I know that people like Penrose and Carroll have issues regarding the apparent ability of inflation to explain the low entropy near big bang, i wrote it in the first line of my first post, my question is in fact just about this. I will try to be more precise.
I am asking your opinion about the fact that a simple universe, as the inflating universe is, can mathematically be consistent with a low (meaning lower-than-now) entropy state (in the process creating an arrow of time and the chance for low entropy systems to emerge). In my view answering "no because the second law of thermodynamics doesn't permit it", it is not a fulfilling answer, as the observational evidence that entropy was lower in the past is anyway in clear violation of thermodynamics, and i currently know of no solutions to this problem that do not require multiple universes (not that i have anything against the idea but i would feel more confortable if there was a self-consistent explanation that doesn't need interactions with external systems to work).

 I have never heard of anyone suggesting that "there is only one possible initial state of the universe.
i think what Lloyd had in mind is some kind of old-school "ultimate theory" of the kind Einstein or Weinberg were looking for, with no variables, so that you don't need even a bit of information to make it start, as is completely defined and necessary in itself (no options, no bits). That was before many worlds, string landscapes and eternal inflations theories came to suggest that maybe it doesn't even exists a single theory of that kind.
i cut it out because it doesn't matter to me for the present discussion if no bits as opposed to just a few bits of information are required at the beginning, the point is that the initial conditions are simple, and i think that is also the consensus view.

 I think the consensus view is that the early universe had a very large entropy (not zero!), but not nearly as large as the maximum entropy
But you also write in the link you provided that
 the early universe was in a very low-entropy state, which shows that its initial conditions were extremely finely tuned. There is no known explanation for this fine-tuning in terms of general relativity, the standard model, or inflation.[Penrose 2005]
So we can at least agree that entropy in the past (near the beginning at least) was at least lower than now. But isn't it also a violation of the second law of thermodynamics, if we don't provide an explanation for this (since second law also applies in the past)? As you wrote, current models doesn't seem to Penrose to provide this explanation, and that is precisely what my understanding of Lloyd' proposal tries to do.

 The early universe was very dense. It was not almost empty of particles and matter.

#### [WRITTEN INSTRUCTION A]
Answer these about the entropy post, one line per answer, marked (i), (ii), (iii):
(i) Which three kinds of theories does the post say came to suggest that a single ultimate theory may not exist?
(ii) According to the quoted line on the consensus view, how large was the early universe's entropy?
(iii) What bracketed source is given for the quoted passage on fine-tuning?

#### [MATERIALS PROVIDED]
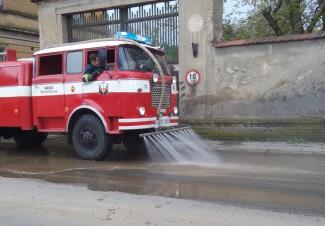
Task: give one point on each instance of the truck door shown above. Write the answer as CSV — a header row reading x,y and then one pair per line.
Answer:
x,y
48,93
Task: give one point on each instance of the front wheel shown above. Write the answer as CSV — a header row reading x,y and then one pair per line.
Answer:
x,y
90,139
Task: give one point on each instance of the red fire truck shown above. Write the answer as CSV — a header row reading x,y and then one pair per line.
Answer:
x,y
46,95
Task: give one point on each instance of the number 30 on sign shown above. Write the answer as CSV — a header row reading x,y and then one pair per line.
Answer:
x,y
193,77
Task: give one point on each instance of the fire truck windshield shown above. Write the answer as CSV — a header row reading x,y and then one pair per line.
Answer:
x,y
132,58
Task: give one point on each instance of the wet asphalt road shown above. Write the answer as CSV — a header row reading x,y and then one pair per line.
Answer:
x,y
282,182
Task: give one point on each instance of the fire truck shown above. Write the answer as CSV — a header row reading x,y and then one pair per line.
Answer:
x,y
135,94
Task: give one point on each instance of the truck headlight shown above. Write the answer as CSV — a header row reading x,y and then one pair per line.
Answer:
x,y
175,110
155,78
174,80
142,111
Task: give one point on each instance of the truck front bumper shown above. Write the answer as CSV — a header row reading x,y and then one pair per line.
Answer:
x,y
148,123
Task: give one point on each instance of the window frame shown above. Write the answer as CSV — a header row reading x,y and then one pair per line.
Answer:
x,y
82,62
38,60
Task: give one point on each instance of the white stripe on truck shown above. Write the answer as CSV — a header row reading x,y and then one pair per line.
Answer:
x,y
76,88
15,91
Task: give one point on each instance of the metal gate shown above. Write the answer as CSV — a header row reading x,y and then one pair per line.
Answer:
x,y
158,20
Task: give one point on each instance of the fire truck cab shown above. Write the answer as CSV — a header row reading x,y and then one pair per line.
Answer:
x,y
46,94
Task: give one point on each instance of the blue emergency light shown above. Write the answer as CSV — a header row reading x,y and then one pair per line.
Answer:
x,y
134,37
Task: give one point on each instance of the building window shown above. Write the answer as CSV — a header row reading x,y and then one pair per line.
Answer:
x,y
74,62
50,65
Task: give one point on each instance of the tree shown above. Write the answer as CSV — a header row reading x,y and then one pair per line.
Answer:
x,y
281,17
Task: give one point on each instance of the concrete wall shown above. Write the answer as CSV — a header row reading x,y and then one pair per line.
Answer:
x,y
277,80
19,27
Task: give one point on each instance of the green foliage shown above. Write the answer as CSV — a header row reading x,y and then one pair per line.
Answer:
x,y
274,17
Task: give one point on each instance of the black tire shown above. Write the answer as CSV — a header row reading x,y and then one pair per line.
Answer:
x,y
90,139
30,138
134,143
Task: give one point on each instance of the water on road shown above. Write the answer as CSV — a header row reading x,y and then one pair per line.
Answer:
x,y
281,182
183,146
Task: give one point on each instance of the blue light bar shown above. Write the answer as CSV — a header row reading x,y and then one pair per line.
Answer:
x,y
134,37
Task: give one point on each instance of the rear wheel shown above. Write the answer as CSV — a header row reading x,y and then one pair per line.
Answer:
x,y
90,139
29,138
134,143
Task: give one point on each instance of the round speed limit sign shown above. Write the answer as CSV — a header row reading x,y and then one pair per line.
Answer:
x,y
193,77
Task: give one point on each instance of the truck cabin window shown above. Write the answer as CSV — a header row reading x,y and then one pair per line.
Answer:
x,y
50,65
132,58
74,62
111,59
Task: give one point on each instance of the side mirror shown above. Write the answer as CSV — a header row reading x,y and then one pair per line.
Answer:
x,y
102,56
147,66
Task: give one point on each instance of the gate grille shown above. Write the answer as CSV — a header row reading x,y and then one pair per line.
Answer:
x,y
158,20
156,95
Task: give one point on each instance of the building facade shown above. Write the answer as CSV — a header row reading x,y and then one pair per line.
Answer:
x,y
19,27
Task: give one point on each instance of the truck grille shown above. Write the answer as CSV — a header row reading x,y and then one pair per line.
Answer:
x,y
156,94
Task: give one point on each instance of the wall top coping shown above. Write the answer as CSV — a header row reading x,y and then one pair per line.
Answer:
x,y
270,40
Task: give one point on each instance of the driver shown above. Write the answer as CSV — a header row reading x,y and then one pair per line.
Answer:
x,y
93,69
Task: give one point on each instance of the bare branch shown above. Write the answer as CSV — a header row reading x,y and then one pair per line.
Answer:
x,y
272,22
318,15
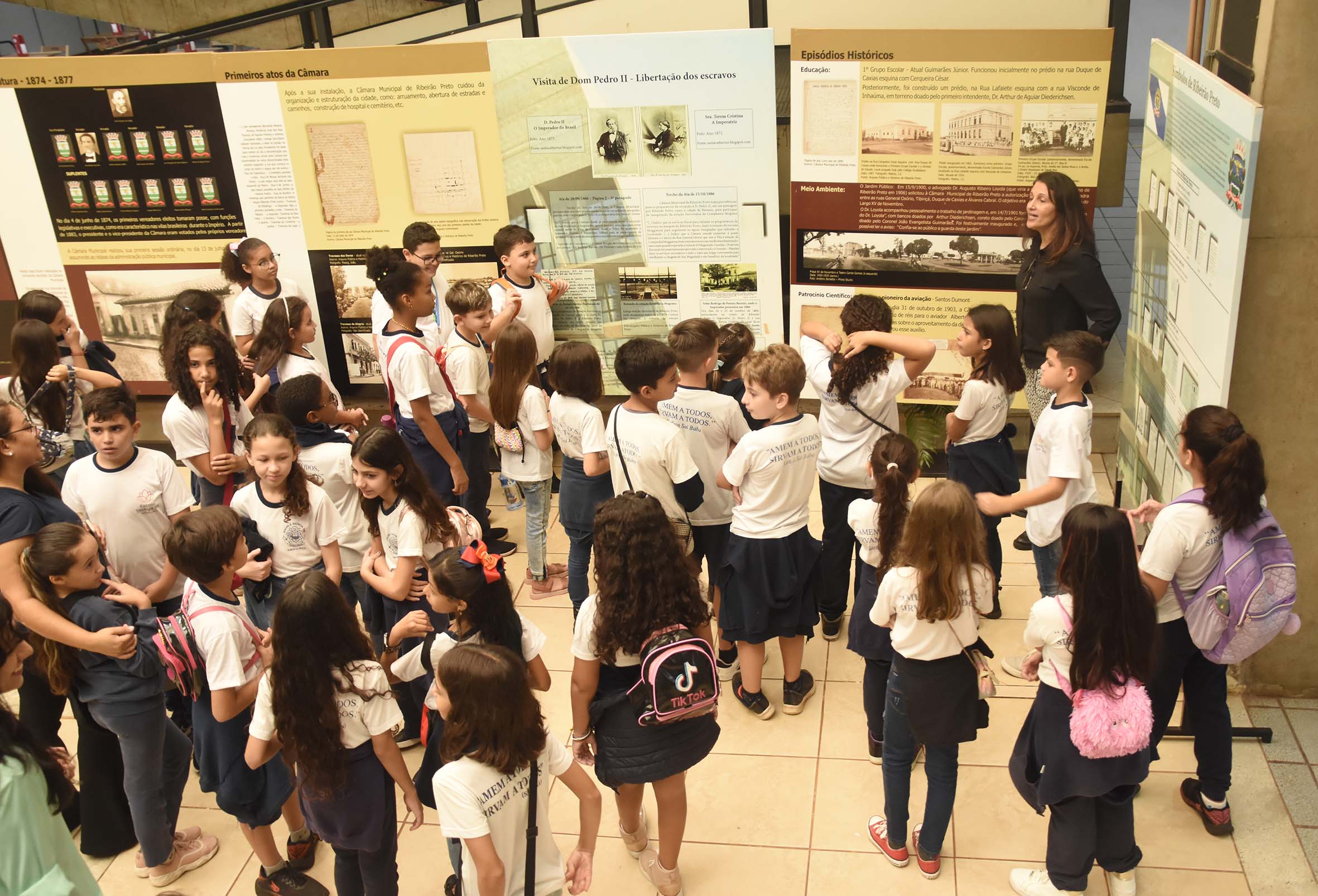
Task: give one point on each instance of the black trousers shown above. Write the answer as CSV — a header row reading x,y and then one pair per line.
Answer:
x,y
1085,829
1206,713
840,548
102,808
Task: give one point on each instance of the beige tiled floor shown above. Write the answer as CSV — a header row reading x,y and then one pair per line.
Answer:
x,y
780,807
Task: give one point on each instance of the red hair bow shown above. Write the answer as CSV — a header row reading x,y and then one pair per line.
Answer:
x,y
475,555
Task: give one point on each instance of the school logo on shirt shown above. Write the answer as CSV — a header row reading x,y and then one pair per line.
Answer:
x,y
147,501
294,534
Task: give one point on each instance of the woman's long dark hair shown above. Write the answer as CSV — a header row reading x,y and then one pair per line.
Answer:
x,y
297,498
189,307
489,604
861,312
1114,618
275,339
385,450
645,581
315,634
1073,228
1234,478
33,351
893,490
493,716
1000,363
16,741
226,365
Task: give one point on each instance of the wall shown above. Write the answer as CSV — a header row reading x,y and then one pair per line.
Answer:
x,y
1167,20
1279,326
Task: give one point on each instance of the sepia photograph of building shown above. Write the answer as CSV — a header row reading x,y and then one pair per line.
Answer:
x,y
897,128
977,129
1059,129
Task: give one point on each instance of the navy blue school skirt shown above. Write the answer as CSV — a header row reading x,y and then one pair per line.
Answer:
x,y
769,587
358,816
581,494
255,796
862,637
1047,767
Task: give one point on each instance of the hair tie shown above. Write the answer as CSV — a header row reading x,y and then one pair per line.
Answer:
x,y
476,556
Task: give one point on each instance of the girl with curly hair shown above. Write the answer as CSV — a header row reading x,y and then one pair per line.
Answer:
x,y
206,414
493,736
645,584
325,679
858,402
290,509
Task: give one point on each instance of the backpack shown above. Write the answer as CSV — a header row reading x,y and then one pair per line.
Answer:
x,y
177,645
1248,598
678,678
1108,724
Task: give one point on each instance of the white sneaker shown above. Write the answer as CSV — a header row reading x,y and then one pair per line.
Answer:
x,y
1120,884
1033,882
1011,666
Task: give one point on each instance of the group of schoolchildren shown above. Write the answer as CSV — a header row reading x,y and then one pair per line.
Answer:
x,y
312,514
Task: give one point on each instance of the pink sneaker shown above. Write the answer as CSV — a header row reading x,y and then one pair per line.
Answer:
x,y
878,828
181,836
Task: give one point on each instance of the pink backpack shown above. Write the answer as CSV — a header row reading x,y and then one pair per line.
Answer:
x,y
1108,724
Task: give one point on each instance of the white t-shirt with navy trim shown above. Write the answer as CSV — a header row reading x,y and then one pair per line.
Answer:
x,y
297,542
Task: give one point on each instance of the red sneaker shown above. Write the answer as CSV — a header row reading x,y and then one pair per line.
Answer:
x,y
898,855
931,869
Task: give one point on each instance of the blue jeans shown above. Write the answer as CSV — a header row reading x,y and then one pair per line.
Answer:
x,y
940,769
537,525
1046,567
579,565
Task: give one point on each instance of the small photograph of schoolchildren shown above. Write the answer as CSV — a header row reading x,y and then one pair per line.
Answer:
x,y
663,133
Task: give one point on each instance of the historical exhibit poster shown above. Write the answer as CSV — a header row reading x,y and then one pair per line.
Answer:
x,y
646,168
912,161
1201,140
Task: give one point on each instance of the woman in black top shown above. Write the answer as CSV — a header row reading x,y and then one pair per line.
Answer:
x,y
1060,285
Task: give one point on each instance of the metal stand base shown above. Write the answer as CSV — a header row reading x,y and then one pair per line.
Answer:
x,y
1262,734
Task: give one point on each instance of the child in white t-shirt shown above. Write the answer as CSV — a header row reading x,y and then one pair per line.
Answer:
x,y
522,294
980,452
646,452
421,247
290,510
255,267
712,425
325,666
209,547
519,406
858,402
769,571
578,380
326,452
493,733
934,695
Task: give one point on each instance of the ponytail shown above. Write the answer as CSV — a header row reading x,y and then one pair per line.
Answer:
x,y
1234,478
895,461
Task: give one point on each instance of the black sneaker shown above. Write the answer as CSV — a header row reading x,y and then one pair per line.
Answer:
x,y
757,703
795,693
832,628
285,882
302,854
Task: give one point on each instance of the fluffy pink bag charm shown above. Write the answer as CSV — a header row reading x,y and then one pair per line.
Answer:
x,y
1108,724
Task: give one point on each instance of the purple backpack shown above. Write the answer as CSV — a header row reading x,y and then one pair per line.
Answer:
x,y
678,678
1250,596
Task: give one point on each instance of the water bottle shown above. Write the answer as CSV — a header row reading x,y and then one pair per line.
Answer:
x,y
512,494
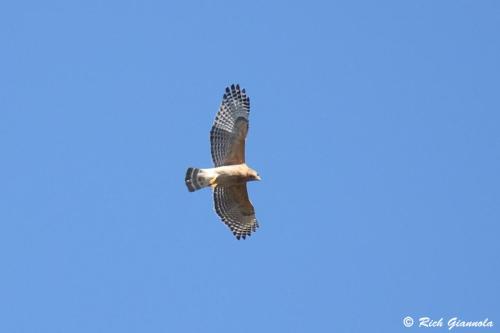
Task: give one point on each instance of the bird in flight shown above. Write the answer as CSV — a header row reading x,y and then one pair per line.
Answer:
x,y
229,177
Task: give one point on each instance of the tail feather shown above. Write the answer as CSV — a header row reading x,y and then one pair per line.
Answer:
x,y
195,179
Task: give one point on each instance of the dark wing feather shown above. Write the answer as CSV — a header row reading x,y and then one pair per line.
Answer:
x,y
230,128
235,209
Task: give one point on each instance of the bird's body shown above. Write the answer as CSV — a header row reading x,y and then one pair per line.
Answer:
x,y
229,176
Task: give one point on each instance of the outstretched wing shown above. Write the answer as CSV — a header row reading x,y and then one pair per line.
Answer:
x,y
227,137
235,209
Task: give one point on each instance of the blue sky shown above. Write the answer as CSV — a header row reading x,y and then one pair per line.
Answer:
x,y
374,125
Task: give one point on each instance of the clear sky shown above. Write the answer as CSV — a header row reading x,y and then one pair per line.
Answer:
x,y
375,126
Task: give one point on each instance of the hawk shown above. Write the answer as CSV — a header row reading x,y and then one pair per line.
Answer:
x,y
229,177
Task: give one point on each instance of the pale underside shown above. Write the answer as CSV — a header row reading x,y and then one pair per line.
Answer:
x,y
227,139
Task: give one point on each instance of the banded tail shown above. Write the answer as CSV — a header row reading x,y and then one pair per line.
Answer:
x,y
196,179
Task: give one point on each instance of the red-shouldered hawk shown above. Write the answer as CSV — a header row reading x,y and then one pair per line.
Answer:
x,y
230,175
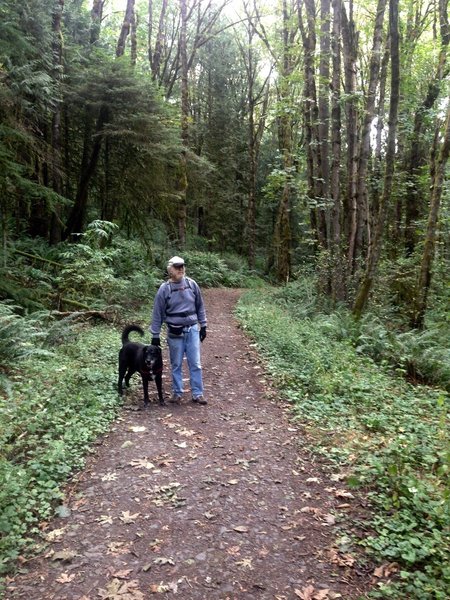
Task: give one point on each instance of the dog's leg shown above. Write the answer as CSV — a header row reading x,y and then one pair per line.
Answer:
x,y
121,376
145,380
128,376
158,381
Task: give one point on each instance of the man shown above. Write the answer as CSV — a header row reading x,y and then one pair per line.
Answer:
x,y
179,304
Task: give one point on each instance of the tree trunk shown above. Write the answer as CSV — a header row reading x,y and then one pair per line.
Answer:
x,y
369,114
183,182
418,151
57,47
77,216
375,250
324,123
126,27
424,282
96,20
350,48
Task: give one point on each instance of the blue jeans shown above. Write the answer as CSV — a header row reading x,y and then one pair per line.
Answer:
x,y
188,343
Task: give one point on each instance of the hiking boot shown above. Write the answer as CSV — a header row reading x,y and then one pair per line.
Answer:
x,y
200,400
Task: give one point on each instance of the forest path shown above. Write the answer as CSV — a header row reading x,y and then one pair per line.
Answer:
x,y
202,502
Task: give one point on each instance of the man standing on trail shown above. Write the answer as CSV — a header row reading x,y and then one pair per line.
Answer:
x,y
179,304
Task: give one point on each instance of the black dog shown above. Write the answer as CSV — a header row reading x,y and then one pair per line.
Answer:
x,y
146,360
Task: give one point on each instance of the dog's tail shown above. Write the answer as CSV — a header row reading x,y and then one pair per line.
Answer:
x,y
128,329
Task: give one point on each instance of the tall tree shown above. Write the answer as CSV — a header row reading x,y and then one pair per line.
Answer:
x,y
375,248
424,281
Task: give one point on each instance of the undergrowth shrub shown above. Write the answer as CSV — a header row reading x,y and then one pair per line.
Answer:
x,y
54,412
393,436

#### [WRITTEN INSTRUCTION B]
Please copy the lines of the listing, from the line that contains "Task: give one point on each instance of the man standing" through the last line of the listing, both included, and nothing else.

#### [CORRECT ANSWER A]
(i) Many worlds, string landscapes and eternal inflation theories.
(ii) Very large (not zero), but not nearly as large as the maximum entropy.
(iii) [Penrose 2005]

#### [CORRECT ANSWER B]
Task: give one point on each instance of the man standing on trail shown above. Write the answer as CSV — a header row reading x,y and then one pair per line.
Answer:
x,y
179,304
Task: give one point on each instance of the black dog shown above. Write the answer as CSV — a header row reading x,y and then one pair per line.
Answer:
x,y
146,360
Task: give one point on each instance of the dog's tail shown above. Write the answer as CSV — a header row reading x,y and then one pair per line.
Answer:
x,y
128,329
Task: give one point on each instance of the tall tree shown above. Write the answer as CSV — a header row reading x,y and then one pair per line.
Answer:
x,y
375,248
424,281
Task: give one point on each instance of the undergrowth shrub shown above. Write the answer as CSV — a header row reading x,y and then one pair per line.
Answer:
x,y
54,412
393,436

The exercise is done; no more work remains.